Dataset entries
Start of Block

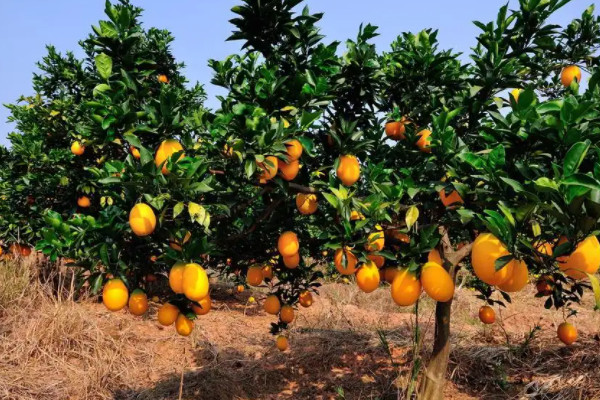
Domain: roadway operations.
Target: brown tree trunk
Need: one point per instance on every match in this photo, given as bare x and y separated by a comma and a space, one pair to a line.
434, 379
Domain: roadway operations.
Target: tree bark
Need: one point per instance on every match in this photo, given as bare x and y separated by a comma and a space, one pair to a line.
434, 379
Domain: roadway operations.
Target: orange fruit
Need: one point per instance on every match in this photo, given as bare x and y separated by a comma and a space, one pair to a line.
306, 203
286, 314
142, 219
292, 261
176, 277
487, 315
267, 271
195, 282
294, 150
167, 314
166, 149
272, 305
138, 302
545, 285
519, 278
569, 74
351, 260
378, 260
254, 276
77, 148
288, 244
567, 333
348, 170
395, 130
305, 299
184, 325
115, 294
355, 215
84, 202
203, 306
375, 240
585, 259
135, 153
406, 288
289, 171
516, 93
282, 343
434, 256
486, 250
269, 168
437, 283
424, 141
367, 277
453, 199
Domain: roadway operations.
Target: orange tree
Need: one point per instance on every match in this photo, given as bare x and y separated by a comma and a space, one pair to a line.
402, 164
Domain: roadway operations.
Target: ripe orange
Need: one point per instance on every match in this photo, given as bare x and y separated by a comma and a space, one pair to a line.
288, 244
434, 256
453, 199
486, 250
184, 325
518, 280
437, 283
375, 240
378, 260
306, 203
567, 333
167, 314
77, 148
115, 294
138, 302
516, 93
570, 73
269, 168
135, 153
267, 271
176, 277
84, 202
292, 261
289, 171
305, 298
203, 306
254, 276
355, 215
286, 314
424, 141
351, 261
406, 288
545, 285
367, 277
282, 343
348, 170
294, 150
395, 130
487, 315
142, 219
584, 259
195, 282
272, 305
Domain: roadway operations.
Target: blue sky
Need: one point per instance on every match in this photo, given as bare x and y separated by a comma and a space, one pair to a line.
200, 28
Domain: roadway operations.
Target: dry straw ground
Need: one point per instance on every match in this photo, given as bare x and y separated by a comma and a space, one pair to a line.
349, 345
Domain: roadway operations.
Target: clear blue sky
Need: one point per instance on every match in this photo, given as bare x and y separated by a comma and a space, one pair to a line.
200, 28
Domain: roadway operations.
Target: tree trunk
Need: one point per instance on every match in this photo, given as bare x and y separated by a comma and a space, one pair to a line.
432, 387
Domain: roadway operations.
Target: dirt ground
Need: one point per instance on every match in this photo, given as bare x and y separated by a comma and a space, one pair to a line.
348, 345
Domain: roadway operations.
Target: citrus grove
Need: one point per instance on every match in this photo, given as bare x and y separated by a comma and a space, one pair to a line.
324, 159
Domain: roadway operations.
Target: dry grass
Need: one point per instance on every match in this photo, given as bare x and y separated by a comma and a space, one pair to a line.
348, 345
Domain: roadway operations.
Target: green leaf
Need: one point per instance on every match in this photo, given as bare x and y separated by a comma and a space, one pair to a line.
104, 65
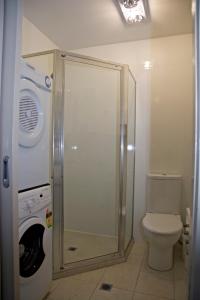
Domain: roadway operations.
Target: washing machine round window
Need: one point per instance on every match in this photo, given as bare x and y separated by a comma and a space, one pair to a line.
31, 115
32, 246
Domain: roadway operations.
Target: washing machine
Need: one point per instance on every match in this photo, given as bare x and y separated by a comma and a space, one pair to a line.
34, 128
35, 243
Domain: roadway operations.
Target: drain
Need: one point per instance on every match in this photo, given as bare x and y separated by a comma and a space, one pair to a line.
72, 248
106, 287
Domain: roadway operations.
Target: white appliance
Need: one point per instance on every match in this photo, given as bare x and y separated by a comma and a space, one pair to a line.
34, 128
35, 243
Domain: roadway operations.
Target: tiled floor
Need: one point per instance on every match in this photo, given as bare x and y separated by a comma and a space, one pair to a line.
132, 280
87, 246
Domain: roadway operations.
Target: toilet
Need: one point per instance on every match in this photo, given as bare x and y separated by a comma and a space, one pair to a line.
162, 222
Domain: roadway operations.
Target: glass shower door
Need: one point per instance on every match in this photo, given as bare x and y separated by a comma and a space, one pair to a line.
130, 159
91, 160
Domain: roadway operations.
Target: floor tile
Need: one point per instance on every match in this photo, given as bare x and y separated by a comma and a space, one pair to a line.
114, 294
88, 245
138, 296
124, 275
152, 284
90, 277
139, 249
168, 275
72, 289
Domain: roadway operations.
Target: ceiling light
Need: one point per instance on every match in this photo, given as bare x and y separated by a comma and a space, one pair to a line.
134, 11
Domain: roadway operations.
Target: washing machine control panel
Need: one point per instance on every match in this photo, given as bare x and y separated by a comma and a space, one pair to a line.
34, 200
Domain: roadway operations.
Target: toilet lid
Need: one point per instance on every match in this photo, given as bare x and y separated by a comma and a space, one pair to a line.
162, 223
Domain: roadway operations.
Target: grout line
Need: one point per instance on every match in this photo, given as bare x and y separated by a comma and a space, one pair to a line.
145, 294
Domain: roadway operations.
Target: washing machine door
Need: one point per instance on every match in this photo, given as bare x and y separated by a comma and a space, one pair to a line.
33, 245
31, 115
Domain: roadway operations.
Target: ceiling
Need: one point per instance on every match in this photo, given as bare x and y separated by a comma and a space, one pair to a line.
73, 24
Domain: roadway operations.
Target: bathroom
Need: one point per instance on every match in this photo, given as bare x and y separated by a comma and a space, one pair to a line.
160, 58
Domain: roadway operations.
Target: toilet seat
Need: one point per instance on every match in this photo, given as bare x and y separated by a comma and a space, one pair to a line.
162, 223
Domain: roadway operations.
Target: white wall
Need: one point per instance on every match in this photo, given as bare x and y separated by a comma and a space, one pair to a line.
164, 109
33, 40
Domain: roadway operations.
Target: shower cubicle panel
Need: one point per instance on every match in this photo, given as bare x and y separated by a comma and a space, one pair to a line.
131, 93
91, 160
93, 153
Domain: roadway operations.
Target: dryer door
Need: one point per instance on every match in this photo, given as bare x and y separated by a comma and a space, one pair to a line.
32, 246
31, 115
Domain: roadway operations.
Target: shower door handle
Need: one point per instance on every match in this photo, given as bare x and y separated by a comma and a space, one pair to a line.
6, 180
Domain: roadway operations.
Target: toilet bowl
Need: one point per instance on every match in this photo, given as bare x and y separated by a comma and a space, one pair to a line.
162, 222
162, 231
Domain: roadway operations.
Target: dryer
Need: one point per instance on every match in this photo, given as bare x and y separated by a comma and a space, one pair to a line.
35, 243
34, 128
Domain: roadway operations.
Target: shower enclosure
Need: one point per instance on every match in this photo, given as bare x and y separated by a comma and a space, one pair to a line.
93, 154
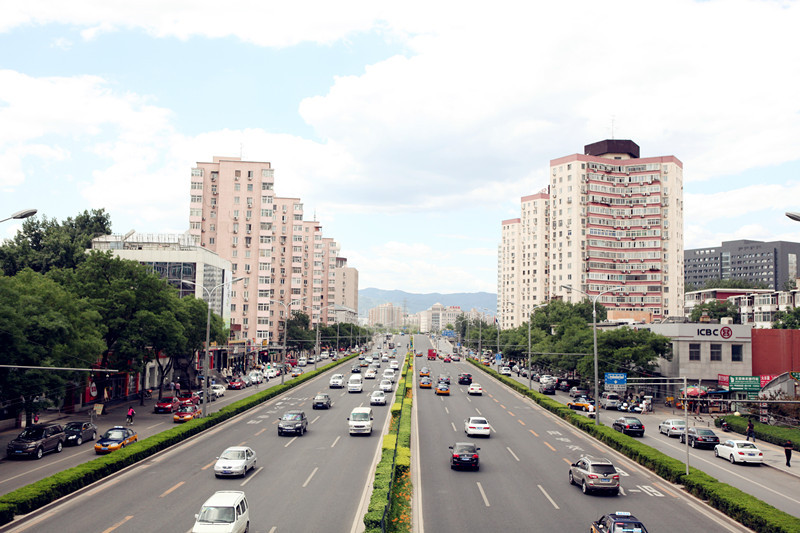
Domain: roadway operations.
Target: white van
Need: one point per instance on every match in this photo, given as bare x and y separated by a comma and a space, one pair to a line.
360, 421
355, 384
225, 511
609, 400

End of Block

## Problem statement
Please copy every line in the entries where "blue" appears.

## Output below
Target: blue sky
Target: clear blue sky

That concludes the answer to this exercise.